■ Aim of the task
Can you set out the records below as a Markdown table with the columns "Row" and "Line", one numbered row per line and no blank lines?

■ Working data
==*==

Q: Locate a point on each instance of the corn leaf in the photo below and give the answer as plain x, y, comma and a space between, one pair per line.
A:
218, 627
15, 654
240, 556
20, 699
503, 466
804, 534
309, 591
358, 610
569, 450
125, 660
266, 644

==*==

■ Result of this task
| Row | Line |
|---|---|
| 1 | Q: Locate a point on each instance of the corn leaf in the photo below and give the answer as plain x, y, comma and a space between, one pair per line. |
| 2 | A: |
| 3 | 218, 627 |
| 4 | 15, 654 |
| 5 | 240, 556 |
| 6 | 20, 699 |
| 7 | 503, 466 |
| 8 | 804, 534 |
| 9 | 309, 591 |
| 10 | 358, 610 |
| 11 | 569, 450 |
| 12 | 125, 660 |
| 13 | 266, 644 |